Copy everything in the listing below word for word, apart from any images.

(Dataset records about object locations)
>>>
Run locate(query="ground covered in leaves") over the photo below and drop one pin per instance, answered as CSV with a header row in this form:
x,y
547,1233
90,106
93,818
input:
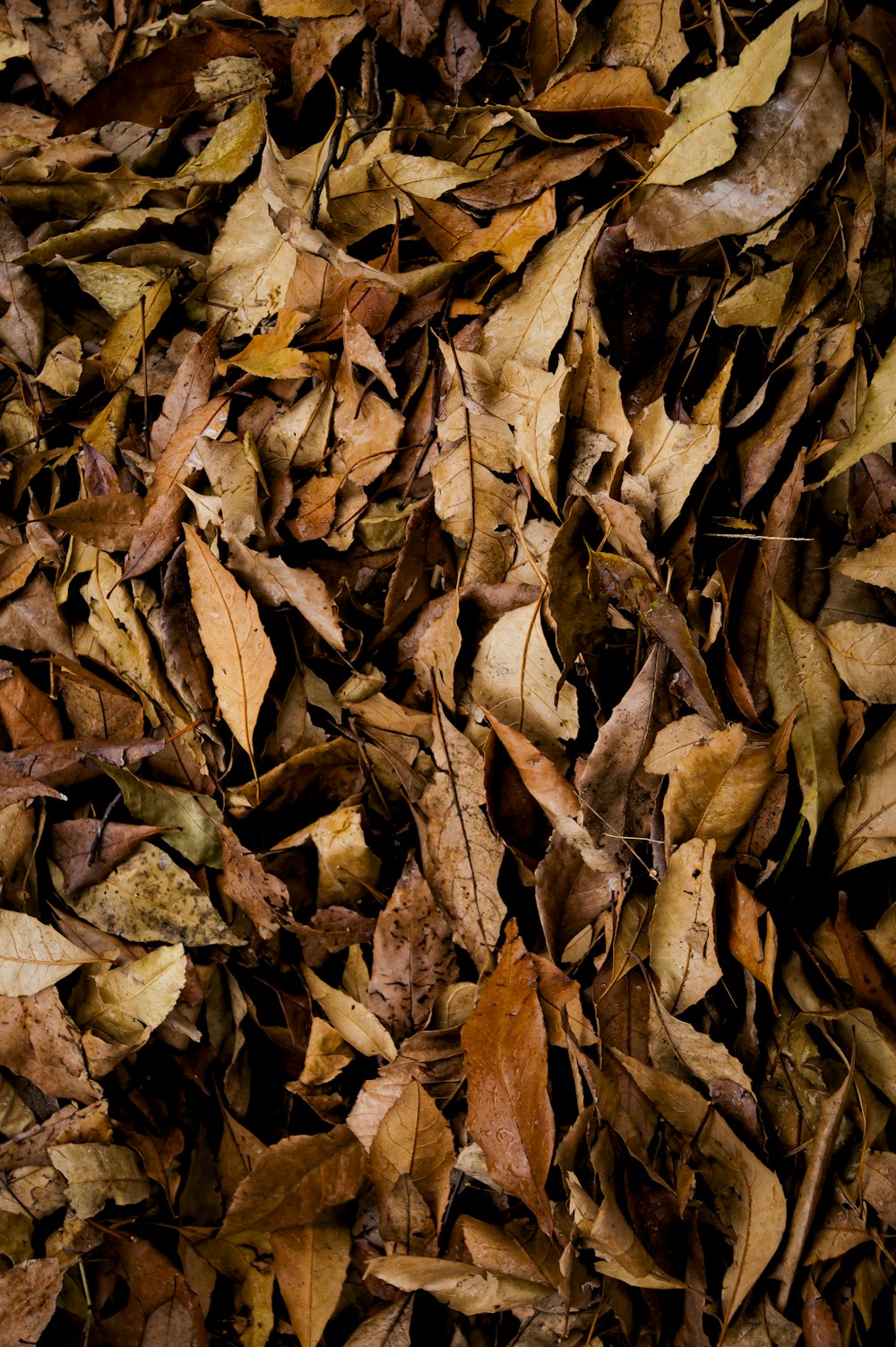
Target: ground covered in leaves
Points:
x,y
448,764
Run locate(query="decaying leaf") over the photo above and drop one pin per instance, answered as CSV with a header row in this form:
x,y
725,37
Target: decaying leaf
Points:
x,y
505,1052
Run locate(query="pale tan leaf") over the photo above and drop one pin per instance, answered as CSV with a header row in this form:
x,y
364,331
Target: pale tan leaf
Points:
x,y
759,303
717,787
297,1180
866,818
310,1264
241,656
748,1196
98,1173
673,454
800,677
472,1291
647,32
464,854
473,503
864,655
251,265
786,144
125,1002
149,897
508,1108
29,1295
516,678
529,324
414,1140
352,1020
684,928
703,133
34,955
876,425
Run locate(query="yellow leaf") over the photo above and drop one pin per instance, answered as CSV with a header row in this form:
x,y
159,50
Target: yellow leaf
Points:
x,y
703,133
34,955
241,655
353,1022
684,928
800,678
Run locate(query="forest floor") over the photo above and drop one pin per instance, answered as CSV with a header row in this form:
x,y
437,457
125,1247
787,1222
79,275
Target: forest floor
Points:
x,y
448,738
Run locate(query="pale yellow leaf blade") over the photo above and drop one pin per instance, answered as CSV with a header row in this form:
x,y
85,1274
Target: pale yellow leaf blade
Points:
x,y
34,955
241,655
800,677
414,1140
684,928
703,134
98,1173
125,1002
864,655
352,1020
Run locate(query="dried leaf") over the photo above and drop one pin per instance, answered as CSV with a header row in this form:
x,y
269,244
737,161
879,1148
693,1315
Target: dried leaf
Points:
x,y
99,1173
702,135
241,656
34,955
800,678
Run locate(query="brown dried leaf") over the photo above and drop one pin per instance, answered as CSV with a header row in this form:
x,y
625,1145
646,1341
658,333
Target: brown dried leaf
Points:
x,y
505,1052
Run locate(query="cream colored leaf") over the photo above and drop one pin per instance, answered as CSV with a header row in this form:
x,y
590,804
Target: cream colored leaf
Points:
x,y
476,506
98,1173
706,1059
786,144
464,854
347,865
703,133
414,1140
876,425
125,1002
117,628
534,402
874,565
516,678
864,655
649,34
684,928
470,1291
866,818
34,955
748,1196
241,655
251,265
530,324
673,454
717,787
310,1264
149,897
799,675
759,303
274,583
353,1022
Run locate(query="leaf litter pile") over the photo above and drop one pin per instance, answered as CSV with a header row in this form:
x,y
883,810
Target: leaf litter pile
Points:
x,y
448,780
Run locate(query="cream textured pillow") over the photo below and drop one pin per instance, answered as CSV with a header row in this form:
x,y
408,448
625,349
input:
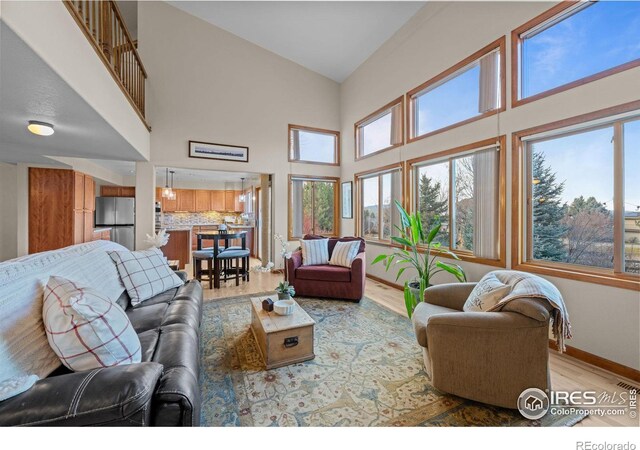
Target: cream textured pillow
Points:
x,y
315,252
344,253
145,273
86,330
487,293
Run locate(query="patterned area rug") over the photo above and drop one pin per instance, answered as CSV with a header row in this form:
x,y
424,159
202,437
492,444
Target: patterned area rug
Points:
x,y
367,371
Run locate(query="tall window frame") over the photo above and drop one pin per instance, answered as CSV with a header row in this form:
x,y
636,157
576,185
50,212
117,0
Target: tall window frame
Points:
x,y
359,179
521,239
292,151
336,204
412,181
545,20
360,125
498,45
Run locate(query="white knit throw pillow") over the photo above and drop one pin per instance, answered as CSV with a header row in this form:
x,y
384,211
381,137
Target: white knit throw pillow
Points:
x,y
315,252
486,294
85,329
344,253
145,273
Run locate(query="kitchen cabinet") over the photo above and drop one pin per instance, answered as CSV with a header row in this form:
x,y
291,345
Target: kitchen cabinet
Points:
x,y
178,247
117,191
186,200
217,200
229,200
202,200
61,208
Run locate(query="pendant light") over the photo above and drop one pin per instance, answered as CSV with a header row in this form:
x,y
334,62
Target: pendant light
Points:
x,y
172,194
242,197
166,191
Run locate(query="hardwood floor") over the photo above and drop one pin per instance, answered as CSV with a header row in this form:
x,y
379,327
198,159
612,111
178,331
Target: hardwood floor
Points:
x,y
567,373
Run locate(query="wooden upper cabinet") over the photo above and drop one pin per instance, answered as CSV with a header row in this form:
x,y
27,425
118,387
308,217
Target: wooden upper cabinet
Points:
x,y
89,193
118,191
127,191
238,205
109,191
217,200
229,200
186,199
202,200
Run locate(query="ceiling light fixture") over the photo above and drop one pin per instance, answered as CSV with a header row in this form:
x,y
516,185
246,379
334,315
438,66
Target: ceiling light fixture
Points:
x,y
166,191
242,197
40,128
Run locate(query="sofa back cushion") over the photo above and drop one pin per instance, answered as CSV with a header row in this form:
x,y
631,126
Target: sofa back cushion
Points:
x,y
85,329
333,241
144,273
25,349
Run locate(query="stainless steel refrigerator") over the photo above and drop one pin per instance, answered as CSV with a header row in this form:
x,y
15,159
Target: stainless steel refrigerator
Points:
x,y
118,213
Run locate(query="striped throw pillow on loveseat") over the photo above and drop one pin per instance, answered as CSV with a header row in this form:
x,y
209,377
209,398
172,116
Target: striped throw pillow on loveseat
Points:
x,y
315,252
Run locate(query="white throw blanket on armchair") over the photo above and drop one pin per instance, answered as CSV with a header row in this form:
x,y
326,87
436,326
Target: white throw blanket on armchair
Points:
x,y
526,285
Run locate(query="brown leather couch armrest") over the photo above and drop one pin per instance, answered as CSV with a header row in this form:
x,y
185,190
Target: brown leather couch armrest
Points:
<<<
> **EXERCISE RESULT**
Run locate(query="ground covered in leaves") over the photo below and drop one pin per instance, answered as CSV with a header row in this form:
x,y
547,1233
90,106
93,818
input:
Target: ground covered in leaves
Points:
x,y
448,764
Run locate(query="decaying leaf") over the photo above and drop one pin per instance, answered as CSV with a header row in this form:
x,y
725,37
Target: decaying leaf
Points:
x,y
505,1052
Run locate(query="pale tan leaf") over the photo above and drop one pin per instance, answered as CSV with a header row in this form:
x,y
364,331
Target: pale tan leaf
Points:
x,y
759,303
717,787
297,1180
866,818
310,1264
241,656
748,1196
98,1173
673,454
800,677
472,1291
647,32
464,854
473,503
864,655
251,265
786,144
125,1002
149,897
508,1108
29,1295
516,678
529,324
414,1140
352,1020
684,928
703,133
34,955
876,425
Run locate(query="yellow leaf") over the photo above and drop one pin per instance, answered as CSV with a header row in this form:
x,y
159,50
Target: yellow leaf
Points:
x,y
703,133
34,955
241,655
353,1022
684,928
800,678
Run locate(query="forest floor") over the photo above and drop one pin per instance, answered as CSV with a header row in this form:
x,y
437,457
125,1247
787,1222
79,275
Target: forest floor
Points:
x,y
448,738
Run locate(query="pale yellow leaf blade") over the photo above and drop one pin per instance, answered as CSV with a header row in this form:
x,y
85,1274
Target: pale yellow leaf blade
Points:
x,y
34,955
241,655
800,677
414,1140
684,928
703,134
98,1173
125,1002
864,655
352,1020
Run locate(query="dried leaf") over the photo above and drop one pin per instance, answered as CSV with a header row in this form:
x,y
269,244
737,161
879,1148
693,1315
Target: dried leaf
Points:
x,y
99,1173
702,135
241,656
34,955
800,678
Run locate(query="brown dried leaf") over the photo above and drop one pin per instance, answered as CSV with a header row in this form:
x,y
625,1145
646,1341
658,333
Target: brown dried leaf
Points:
x,y
505,1052
Run locate(query="cream colored leaf") over the photo above and drop one pin per instance, answered as CSV with a header row in this form:
x,y
590,804
Target: cream colored leaf
Points:
x,y
476,506
98,1173
706,1059
786,144
464,854
347,865
703,133
414,1140
876,425
125,1002
117,628
534,402
874,565
516,678
864,655
649,34
684,928
470,1291
866,818
34,955
748,1196
241,655
251,265
530,324
673,454
717,787
310,1264
149,897
799,675
759,303
274,583
353,1022
Run locate(query="leaf litter pile") over the photo above and drop one pin per instance, answered as CSV with a header row in this form:
x,y
883,810
Target: leaf litter pile
Points:
x,y
448,780
Run locate(query="cream textured pillow") over the photo below and drop one pin per instance, answered as CSV with a header row in this form:
x,y
408,448
625,349
input:
Target: cream textured pillow
Points:
x,y
315,252
344,253
145,273
86,330
487,293
Run locate(query="patterned area rug") over the photo above and drop one pin per instance, answered as CSV with a header row in this form:
x,y
424,159
202,437
492,444
Target: patterned area rug
Points:
x,y
367,371
Run locate(query="tall window frame") over the photo above and drop one pin per instance, answered as CSV with a header row in this form:
x,y
636,157
576,185
50,212
117,0
Target: tall window frame
Points:
x,y
359,179
521,239
292,151
336,204
412,181
545,20
360,125
498,45
Run locate(query="white knit throw pillow") over the photo above and drop one pin per instance, answered as CSV with a header row in this form:
x,y
384,211
381,137
Target: white knit throw pillow
Points:
x,y
315,252
486,294
85,329
344,253
145,273
Run locate(query="kitchen cabinet") over the photo above and drop one pin per instance, answered as CSV with a header row in this form:
x,y
291,345
Target: kitchen cabinet
Points:
x,y
178,247
117,191
186,200
217,200
229,200
202,200
61,208
Run locate(query="pendant light") over the photo above and drop one pin per instance, answered as CSV with a header row in this form:
x,y
334,62
Target: pendant light
Points:
x,y
172,194
242,197
166,191
Run locate(query="hardwood floor") over the photo above and drop one pin per instance, answered as CSV with a header row in this form:
x,y
379,327
198,159
612,111
178,331
Target: hardwood floor
Points:
x,y
567,373
Run locate(query="wooden upper cabinet") over the photo above and drop one pin per instance, answered as CSV with a header row in this form:
x,y
27,425
118,387
308,217
Target: wooden upper cabinet
Points:
x,y
89,193
118,191
127,191
238,205
109,191
217,200
229,200
186,199
202,200
Run locate(query="ceiling light fixture") over the photo above and drop one pin per instance, answered as CSV with a header row in this form:
x,y
516,185
246,379
334,315
438,66
Target: ceiling light fixture
Points:
x,y
166,191
242,197
40,128
Run locate(query="sofa back cushion") over the photo above and drop one pin per instance, answered as CSV with a header row in this form:
x,y
631,126
Target: sofa back cushion
Points:
x,y
85,329
333,241
144,273
25,349
Run locate(query="stainless steel refrigerator") over the photo above and drop one pin per instance, answered as CSV with a header row in this form:
x,y
15,159
Target: stainless steel refrigerator
Points:
x,y
118,213
Run locate(query="striped throw pillow on loveseat") over the photo above and drop one pin per instance, answered as CSV with a header row in this form:
x,y
209,377
209,398
172,116
Target: striped throw pillow on loveseat
Points:
x,y
315,252
Run locate(query="white throw blanket on armchair") over the photo above and drop one pin per instance, answered as CSV with a header row in this form:
x,y
326,87
436,326
Target: white throw blanket on armchair
Points:
x,y
526,285
Run locate(query="brown leather couch armrest") over the photo above and drop one pin per instance, answered as CSV with a header row in this form:
x,y
185,190
Target: brown leather couch armrest
Points:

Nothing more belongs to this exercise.